[Dataset entries]
════════

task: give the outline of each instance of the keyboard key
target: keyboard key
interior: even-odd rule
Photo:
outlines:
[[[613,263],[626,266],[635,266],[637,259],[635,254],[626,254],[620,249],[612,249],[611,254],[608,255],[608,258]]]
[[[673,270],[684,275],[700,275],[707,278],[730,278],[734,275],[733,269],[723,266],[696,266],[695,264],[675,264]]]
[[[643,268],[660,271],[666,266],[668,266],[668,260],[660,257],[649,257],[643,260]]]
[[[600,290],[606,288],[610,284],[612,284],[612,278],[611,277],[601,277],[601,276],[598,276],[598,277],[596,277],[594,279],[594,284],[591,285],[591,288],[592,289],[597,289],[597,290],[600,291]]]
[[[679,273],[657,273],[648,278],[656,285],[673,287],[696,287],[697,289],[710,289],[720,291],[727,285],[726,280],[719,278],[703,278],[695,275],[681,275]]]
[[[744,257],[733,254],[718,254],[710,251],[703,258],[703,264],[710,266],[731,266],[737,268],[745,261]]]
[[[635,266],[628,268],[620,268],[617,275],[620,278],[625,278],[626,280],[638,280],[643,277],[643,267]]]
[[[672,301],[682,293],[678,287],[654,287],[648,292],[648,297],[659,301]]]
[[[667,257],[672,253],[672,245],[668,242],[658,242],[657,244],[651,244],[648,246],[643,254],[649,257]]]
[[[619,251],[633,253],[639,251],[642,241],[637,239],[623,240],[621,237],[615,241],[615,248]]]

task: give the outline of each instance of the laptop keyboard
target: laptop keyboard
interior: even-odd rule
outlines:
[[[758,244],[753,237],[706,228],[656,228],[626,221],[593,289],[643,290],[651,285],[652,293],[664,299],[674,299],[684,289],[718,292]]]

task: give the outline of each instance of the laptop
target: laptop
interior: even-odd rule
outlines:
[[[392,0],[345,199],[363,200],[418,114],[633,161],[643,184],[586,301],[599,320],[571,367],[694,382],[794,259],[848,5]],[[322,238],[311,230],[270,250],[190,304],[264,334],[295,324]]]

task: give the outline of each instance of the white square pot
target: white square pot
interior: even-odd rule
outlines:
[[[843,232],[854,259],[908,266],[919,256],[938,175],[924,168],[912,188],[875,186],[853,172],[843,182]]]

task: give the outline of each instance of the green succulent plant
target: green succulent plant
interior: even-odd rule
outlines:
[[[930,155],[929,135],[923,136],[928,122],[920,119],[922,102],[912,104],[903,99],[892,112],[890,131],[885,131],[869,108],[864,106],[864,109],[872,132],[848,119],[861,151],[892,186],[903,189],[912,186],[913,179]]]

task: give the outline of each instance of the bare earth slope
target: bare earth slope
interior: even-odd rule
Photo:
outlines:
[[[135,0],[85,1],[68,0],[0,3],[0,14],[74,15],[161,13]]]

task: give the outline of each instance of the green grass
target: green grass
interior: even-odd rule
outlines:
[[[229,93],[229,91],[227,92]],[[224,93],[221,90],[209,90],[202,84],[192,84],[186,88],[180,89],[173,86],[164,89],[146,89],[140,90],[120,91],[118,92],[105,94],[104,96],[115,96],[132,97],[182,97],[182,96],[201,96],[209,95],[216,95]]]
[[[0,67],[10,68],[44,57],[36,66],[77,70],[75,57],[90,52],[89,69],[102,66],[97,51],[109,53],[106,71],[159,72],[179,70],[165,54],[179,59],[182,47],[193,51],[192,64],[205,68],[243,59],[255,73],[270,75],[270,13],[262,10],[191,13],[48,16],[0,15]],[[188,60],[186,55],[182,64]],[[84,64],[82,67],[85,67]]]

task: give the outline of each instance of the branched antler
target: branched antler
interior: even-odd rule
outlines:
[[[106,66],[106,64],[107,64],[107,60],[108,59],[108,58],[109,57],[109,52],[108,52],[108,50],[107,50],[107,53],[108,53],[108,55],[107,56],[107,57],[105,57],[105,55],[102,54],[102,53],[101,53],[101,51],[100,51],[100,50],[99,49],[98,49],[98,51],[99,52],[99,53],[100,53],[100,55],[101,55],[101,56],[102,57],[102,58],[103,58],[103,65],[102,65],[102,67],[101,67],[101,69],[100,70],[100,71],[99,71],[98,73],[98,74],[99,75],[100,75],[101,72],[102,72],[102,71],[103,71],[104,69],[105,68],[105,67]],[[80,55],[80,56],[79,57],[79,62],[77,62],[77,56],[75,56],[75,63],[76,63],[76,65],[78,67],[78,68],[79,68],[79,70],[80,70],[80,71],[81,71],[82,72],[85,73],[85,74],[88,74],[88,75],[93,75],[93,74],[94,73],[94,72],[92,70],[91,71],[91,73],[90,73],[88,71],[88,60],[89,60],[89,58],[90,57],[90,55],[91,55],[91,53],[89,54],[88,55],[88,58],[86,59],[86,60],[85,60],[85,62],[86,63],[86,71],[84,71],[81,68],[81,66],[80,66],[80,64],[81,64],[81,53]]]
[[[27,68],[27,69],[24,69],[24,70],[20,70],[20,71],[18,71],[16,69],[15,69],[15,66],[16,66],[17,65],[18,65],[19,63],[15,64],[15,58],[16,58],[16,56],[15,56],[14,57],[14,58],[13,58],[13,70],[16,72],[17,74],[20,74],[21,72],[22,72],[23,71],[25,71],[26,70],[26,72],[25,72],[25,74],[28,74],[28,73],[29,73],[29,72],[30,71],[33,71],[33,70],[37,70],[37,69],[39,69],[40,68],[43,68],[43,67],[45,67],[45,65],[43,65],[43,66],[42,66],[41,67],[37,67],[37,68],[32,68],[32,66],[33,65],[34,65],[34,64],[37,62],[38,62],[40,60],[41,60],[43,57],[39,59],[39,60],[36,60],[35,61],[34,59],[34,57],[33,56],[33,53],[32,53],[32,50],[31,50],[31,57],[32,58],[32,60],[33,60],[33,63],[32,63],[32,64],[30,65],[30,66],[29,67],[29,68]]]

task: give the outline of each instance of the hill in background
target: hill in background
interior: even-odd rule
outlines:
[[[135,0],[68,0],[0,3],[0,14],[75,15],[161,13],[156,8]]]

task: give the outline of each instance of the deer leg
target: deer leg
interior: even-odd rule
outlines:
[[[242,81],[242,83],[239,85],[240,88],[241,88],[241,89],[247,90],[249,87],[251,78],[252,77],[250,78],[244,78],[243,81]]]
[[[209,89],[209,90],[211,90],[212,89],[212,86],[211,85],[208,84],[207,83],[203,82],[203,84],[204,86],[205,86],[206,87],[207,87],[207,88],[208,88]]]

════════

#### What is asked
Show every line of the data above that contains the string "bare".

#### In response
task: give the outline of each instance of the bare earth slope
target: bare earth slope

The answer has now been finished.